◆ Text excerpt ◆
On Wednesday, the company confirmed that it was assisting the US Department of Justice after information was requested largely relating to events prior to its acquisition of Networkers International in 2015.
According to a media report, the ongoing investigation centres around Networkers supplying contract staff to Iranian firm Skycom, a company that the US government maintains was a front designed to cover up Huawei’s business in the country which was operating in violation of US sanctions, between 2010 and 2016.
The DOJ alleges that Huawei used Skycom to get its hands on embargoed US technology and goods inside Iran and to move money out of the country, charges which Huawei denies.
The investigation forms part of an ongoing international scandal around Huawei’s alleged influence in the telecoms sector and whether or not the use of its technology is making countries and citizens vulnerable to Chinese spying, a dispute that has involved the arrest of Huawei’s finance boss, Meng Wanzhou, in December last year.
Despite the fact that the investigation did not connect directly to Gattaca, the news didn’t do much to improve investor sentiment, with shares tumbling 9.7p, or 8.4pc to 107p over the course of the week.

◆ Questions ◆
**A.** Answer these from the Huawei investigation article:
(i) Which firm did the company acquire in 2015?
(ii) Who is the Huawei finance boss the article says was arrested, and when?
(iii) What was the closing share price given for the week?
**B.** Please list every company named in the Huawei investigation article.
**C.** Carry the Huawei investigation article on past its final sentence.

◆ Extracted information ◆
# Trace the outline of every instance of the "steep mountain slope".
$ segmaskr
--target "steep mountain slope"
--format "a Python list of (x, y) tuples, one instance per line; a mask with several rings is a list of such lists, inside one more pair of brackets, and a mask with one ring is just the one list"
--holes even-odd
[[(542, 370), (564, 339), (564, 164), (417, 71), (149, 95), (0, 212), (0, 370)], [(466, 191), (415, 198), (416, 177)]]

◆ Results of the tasks ◆
**A.**
(i) Networkers International
(ii) Meng Wanzhou, in December last year
(iii) 107p

**B.** Networkers International, Skycom, Huawei, Gattaca

**C.**
Meanwhile, legal wrangling was yielding some more positive news for music download platform 7digital Group PLC (LON:7DIG), which soared 0.5p, or 57pc, to 1.5p after it reached a settlement with German electronics retailer MediaMarktSaturn over its Juke music service.
7digital said for an immediate payment of €4mln by Juke it would be released from all outstanding contracts and commitments relating to the service, and will also use the proceeds to pay off £500,000 in loans to Juke.
Hormonal disease specialist Diurnal Group PLC (LON:DNL) was given a boost as shares surged 4p, or 14pc to 32p after it submitted a marketing authorisation application for Alkindi, its treatment for adrenal insufficiency in children, as well as receiving a second patent for the product in Israel.
A deal with Kuwaiti commodities traders helped put a spring in the step of fuel developer Quadrise Fuels International PLC (LON:QFI), with its shares lifted 0.4p, or 14pc higher to 3.6p as it said the deal was “an important milestone” for its Middle East efforts.
The AIM All-Share crept up 2.5 points, or 0.3pc over the week to 912.5, while the FTSE 100 shed 72 points, or 1pc, to 7,106.
Among the small cap fallers, XLMedia PLC (LON:XLM) lost nearly a third of its value over the week, with shares plunging 24p, or 30pc to 55p after it unveiled plans to cut back on non-core activities and focus on its online publishing business, a move that was expected to knock both earnings and revenues in 2019.
An earnings warning also caused pain for Fusion Antibodies PLC (LON:FAB) after it cautioned that takings for the year ended March 2019 would be materially below market expectations, with the shares sinking 7p, or 18pc to 30.5p in response.
Completing the warning trifecta was e-commerce firm Proactis Holdings PLC (LON:PHD), which plunged 76p, or 65pc to 40.5p after it revealed its trading deteriorated in 2019 which led to a cut to its growth forecasts.